# TRECHO DO DOCUMENTO:
= = = = =
Eles também inventaram o bacalhau constipado. Assam postas do peixe nas brasas e finalizam com molho de azeite quente, vinagre e colorau. Acompanham batatas cozidas em rodelas. O nome viria do processo de preparo. Cada vez que as postas viram na grelha, são passadas em água fria, portanto recebem um choque térmico. Se o golpe fosse dado em um ser humano, provocaria constipação nasal. 

Outra receita de nome intrigante é o bacalhau à cobra, que não incorpora o temido ofídio venenoso ou não. Leva apenas o peixe do Atlântico Norte, cortado em quadrados, marinado no leite, empanado, frito no azeite e regado com molho de vinho do Porto. De onde veio o nome? Talvez de alguma cozinheira de má índole ou mau gênio... 

Brincadeiras à parte, há também o bacalhau à nabão, mais fácil de explicar. O nome não se refere a nenhum legume gigante, nem foi dado por alguém que estava em uma grande naba, ou seja, com uma enorme dívida financeira ou considerável prejuízo. Nabão é um afluente do Zêzere, rio que passa em Tomar. A receita surgiu na cidade ou na região. O bacalhau é cozido, desfiado em lascas e vai à mesa com molho de manteiga, leite, farinha de trigo e gemas.
= = = = =
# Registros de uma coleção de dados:

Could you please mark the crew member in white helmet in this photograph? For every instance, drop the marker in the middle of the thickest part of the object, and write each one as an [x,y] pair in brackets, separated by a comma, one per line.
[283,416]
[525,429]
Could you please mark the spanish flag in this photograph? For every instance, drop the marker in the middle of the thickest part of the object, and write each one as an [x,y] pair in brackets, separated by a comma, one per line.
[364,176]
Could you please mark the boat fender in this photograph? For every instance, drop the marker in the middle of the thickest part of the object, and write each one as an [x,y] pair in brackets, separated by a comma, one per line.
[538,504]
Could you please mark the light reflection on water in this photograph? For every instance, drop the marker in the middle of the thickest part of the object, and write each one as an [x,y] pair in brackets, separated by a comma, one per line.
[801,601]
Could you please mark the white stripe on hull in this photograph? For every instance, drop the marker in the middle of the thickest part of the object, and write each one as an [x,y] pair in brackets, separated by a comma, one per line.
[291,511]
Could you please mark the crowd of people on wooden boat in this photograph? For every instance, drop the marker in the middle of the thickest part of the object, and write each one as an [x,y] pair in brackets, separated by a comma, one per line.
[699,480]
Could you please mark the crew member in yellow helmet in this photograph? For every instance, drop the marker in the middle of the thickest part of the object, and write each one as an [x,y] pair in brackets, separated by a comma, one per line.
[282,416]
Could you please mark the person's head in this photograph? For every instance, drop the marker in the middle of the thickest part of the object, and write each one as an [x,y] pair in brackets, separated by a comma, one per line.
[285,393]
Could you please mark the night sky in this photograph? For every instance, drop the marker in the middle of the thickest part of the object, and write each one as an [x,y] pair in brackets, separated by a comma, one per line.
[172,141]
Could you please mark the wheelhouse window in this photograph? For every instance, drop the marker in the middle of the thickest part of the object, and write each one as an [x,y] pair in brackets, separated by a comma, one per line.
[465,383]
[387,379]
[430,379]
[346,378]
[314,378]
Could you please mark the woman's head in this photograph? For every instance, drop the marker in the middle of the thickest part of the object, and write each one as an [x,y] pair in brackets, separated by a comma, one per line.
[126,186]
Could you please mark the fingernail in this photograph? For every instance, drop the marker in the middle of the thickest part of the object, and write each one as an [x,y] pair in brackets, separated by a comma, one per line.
= = = = =
# TAREFAS ESCRITAS:
#1 Reproduza fielmente o trecho sobre receitas de bacalhau de "Outra receita de" até "ou mau gênio...".
#2 Retome o trecho sobre receitas de bacalhau a partir da última frase apresentada, dando-lhe continuidade.

# RESPOSTAS ESCRITAS:
#1
Outra receita de nome intrigante é o bacalhau à cobra, que não incorpora o temido ofídio venenoso ou não. Leva apenas o peixe do Atlântico Norte, cortado em quadrados, marinado no leite, empanado, frito no azeite e regado com molho de vinho do Porto. De onde veio o nome? Talvez de alguma cozinheira de má índole ou mau gênio...

#2
Um prato de nome intrigante e sucesso mais ou menos recente é o bacalhau à bruxa de Valpaços. Foi criado por uma mulher da cidade homônima, em Alto Trás-os-Montes. Chamava-se Maria, viveu entre os séculos 19 e 20, sofria de problemas mentais. Acabou internada com a fama de bruxa louca. A biblioteca de Valpaços guarda o diário manuscrito no qual ela escreveu a receita. O bacalhau à bruxa de Valpaços é montado em camadas, com cebola, batata, toucinho e temperos, regado com azeite e levado ao fogo em panela de barro. 

Existe ainda o bacalhau à João do Buraco, inventado pelo dono de um antigo restaurante do Porto que tinha esse nome. Hoje, é especialidade não só da Capital do Norte de Portugal, mas de todo o Douro Litoral. Uma versão, sem comprovação histórica, diz que o sobrenome Buraco veio da aldeia simples ou da casa onde ele tinha vivido. 

Na receita que inventou, o bacalhau é fervido, cortado em lascas e reservado. A seguir, refoga-se cebolas no azeite e se faz um molho consistente à base de manteiga derretida, leite, farinha de trigo e gemas. A seguir, prepara-se novamente à parte um purê de batatas com manteiga e leite, adicionando-se claras em neve. Finalmente, o prato é dourado no forno, com o bacalhau montado em camadas. Intercala-se o peixe do Atlântico Norte, o refogado de cebolas, a salsinha, a pimenta, as amêijoas, os camarões, o molho e o purê.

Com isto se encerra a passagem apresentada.